Listing:

*****

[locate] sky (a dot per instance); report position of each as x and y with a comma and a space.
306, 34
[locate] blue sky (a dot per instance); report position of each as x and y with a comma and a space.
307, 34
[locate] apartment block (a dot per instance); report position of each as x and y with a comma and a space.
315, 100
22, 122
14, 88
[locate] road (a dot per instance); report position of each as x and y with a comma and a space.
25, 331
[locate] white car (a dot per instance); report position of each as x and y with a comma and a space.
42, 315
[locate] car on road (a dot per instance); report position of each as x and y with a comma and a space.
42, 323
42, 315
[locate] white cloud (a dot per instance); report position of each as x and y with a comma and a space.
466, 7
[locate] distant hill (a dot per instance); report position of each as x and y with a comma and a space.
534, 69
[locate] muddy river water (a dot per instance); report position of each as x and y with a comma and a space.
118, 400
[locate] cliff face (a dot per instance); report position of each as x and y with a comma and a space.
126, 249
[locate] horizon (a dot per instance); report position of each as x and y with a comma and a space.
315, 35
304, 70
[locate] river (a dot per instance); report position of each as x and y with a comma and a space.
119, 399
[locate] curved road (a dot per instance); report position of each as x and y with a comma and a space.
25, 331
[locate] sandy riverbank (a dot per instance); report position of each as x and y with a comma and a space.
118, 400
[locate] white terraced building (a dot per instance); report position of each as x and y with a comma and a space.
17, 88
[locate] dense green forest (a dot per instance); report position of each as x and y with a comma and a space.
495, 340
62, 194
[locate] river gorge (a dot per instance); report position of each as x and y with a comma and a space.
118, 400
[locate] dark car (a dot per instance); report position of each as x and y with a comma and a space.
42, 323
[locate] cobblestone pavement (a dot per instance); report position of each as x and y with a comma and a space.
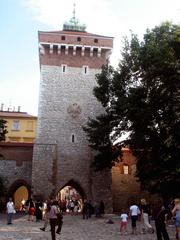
74, 228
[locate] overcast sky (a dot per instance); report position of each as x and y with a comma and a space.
20, 21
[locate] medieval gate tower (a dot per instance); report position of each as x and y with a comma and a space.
69, 60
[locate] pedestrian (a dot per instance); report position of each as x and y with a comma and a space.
176, 213
59, 219
123, 222
85, 209
38, 210
134, 212
46, 216
10, 210
101, 208
161, 214
145, 213
54, 220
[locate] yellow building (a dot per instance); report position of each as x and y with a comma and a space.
21, 126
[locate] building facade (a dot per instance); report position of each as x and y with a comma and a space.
21, 126
69, 61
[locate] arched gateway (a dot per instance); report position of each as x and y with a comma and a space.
69, 61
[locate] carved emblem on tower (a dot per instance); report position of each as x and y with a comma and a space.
74, 110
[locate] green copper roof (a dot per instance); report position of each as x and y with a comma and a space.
74, 25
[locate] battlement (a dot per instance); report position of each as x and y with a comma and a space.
75, 48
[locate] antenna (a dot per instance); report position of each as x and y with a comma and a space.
74, 11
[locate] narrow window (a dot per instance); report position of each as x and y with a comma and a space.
64, 68
16, 125
29, 126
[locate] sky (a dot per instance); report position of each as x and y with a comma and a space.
20, 21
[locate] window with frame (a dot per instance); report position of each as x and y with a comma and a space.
64, 68
16, 125
85, 69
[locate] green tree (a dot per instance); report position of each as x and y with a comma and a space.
143, 99
99, 130
3, 129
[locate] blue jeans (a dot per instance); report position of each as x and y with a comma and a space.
9, 218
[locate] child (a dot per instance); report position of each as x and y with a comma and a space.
124, 221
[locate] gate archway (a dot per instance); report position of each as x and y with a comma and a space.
20, 192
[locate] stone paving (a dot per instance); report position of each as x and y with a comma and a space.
74, 228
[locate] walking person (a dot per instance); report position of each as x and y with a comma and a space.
55, 220
10, 210
134, 212
176, 213
101, 208
124, 222
160, 215
46, 216
145, 212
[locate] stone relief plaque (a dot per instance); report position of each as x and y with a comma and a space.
74, 110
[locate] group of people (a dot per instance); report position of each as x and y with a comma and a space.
52, 213
160, 213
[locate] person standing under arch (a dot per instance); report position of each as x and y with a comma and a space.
10, 210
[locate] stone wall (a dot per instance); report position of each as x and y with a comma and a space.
16, 164
65, 103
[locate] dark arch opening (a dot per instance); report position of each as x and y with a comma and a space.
19, 191
76, 186
71, 193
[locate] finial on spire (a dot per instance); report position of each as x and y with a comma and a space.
73, 24
74, 11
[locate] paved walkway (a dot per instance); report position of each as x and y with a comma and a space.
74, 228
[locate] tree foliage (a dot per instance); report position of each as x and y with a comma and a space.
3, 129
142, 97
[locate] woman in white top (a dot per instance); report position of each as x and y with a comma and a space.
10, 210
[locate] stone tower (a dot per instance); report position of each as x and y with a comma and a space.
69, 61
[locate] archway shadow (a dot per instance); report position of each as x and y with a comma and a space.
74, 184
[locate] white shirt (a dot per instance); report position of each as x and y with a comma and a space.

*****

Problem description:
Rewrite all the records above, replacing "a dot per instance" with "one point per instance" wherever it occurs and changing nothing else. Leave the pictures out of your answer.

Written response:
[locate] sky (one point per instance); report position of each as x and y with a comma and a space.
306, 34
[locate] blue sky (one point per instance); report position of each as x and y with a comma and a space.
307, 34
[locate] apartment block (one point per instance); report position of each as x and y with a comma and a space.
315, 100
22, 122
14, 88
[locate] road (one point per instance); report position of each as x and y with a comma and a space.
25, 331
[locate] white car (one point per instance); report position of each as x and y with a comma and a space.
42, 315
[locate] car on road (one point per instance); report position of each as x and y with a comma and a space.
42, 323
42, 315
[locate] white cloud (one point per instance); report position of each as x and y with a comma and a space.
466, 7
[locate] distant hill (one point per instance); report position of each as x and y with a comma and a space.
534, 69
[locate] muddy river water (one point per instance); report position of each as x and y with a comma and a space.
118, 400
[locate] cliff face (one point per instance); report position of each as x and y with a comma and a space.
126, 249
[locate] horizon (one point per instance); report position of each as x and y with a comma and a space.
315, 35
304, 70
[locate] river (one point per instance); report position of each as x and y with a comma and a space.
119, 399
[locate] curved road (one point per instance); report position of each as x and y with a comma and a space.
25, 331
[locate] sandy riverbank (one point per instance); report position of each as x and y with a comma and a space.
118, 400
[locate] white terraced building (one point per instance); report position of each as x and y with a comma and a space.
17, 88
[locate] dense green forest (one point per instance); report position of each as x and y with a comma and a space.
495, 340
62, 194
[locate] river gorge (one point per instance); report position of each as x and y with a comma and a space.
118, 400
[locate] dark car (one point per instance); report position of each as x and y with a comma and a space.
42, 323
[locate] cobblestone pavement (one point per instance); report position of each as x and y with a comma and a space.
74, 228
[locate] overcast sky (one point per instance); report position of each as x and y with a comma and a space.
20, 21
[locate] medieval gate tower (one point per instance); report position of each as x and y with a comma and a space.
69, 60
[locate] pedestrian (one point per instance); report position of each as x and y with a comma and a space.
176, 213
59, 219
123, 222
85, 209
38, 210
134, 212
46, 216
10, 210
101, 208
161, 214
145, 213
54, 220
[locate] yellow building (one point per instance); report position of each as x and y with a comma and a space.
21, 126
[locate] building facade (one point per instance); report position of each as x and y with a comma and a space.
21, 126
69, 61
[locate] arched gateway (one point per instance); report position of each as x and y with a comma and a space.
69, 61
[locate] carved emblem on tower (one point per instance); report position of each as x and y with a comma and a space.
74, 110
[locate] green copper roof (one point per instance); report position of each as x and y with a comma and a space.
74, 25
[locate] battlement (one point per instance); report position of each as x and y with a comma and a space.
75, 48
[locate] antenna (one point per instance); report position of each as x and y with a comma and a space.
74, 11
[locate] narrow window (one point per instance); report position of each as x and y with a comma and a space.
64, 68
16, 125
29, 126
[locate] sky (one point per instance); report position of each as x and y with a comma and a space.
20, 21
[locate] window with frame (one point per instance); report position of each as x and y with a comma and a space.
64, 68
16, 125
85, 69
[locate] green tree (one point per instance); report position of each as x and y with a comma and a space.
143, 99
99, 130
3, 129
[locate] blue jeans (one point per instance); report position of each as x and y with a comma and a space.
9, 218
[locate] child (one point per instance); report position of each as x and y with a comma and a space.
124, 221
[locate] gate archway (one point per instance); report position of each as x and y with a comma and a space.
20, 192
[locate] stone paving (one point per instance); report position of each as x and y with a comma and a space.
74, 228
[locate] walking person (one point per instance); report position of each as x and y with a comma and a space.
55, 220
10, 210
134, 212
176, 213
101, 208
124, 222
160, 215
46, 216
145, 212
[locate] stone relief plaque (one point per instance); report position of each as x and y with a comma and a space.
74, 110
[locate] group of people (one point per instance); report position of each as x and y with a comma and a space.
52, 213
160, 213
[locate] person standing under arch (one point per instance); report position of each as x and y with a comma and a space.
10, 210
[locate] stone wall (one point per instance); report position of each as x and y with a comma and a space.
16, 164
65, 103
[locate] dark arch opening (one point per instance); report position of each as x and y with a comma and a space.
19, 191
76, 186
71, 193
[locate] finial on spire (one point per instance); report position of each as x and y with a comma and a space.
73, 24
74, 11
[locate] paved walkway (one point per instance); report position of each as x and y with a comma and a space.
74, 228
[locate] tree foliage (one point per instance); report position of each as x and y with a comma and a space.
3, 129
142, 97
[locate] woman in white top (one point per instance); report position of each as x and y with a comma and a space.
10, 210
[locate] stone tower (one point per instance); report position of each as x and y with a comma and a space.
69, 61
[locate] archway shadow (one point per instance); report position of each as x and y with a comma and a space.
74, 184
[locate] white shirt (one point per instance); report position of each as x and y with a comma and a space.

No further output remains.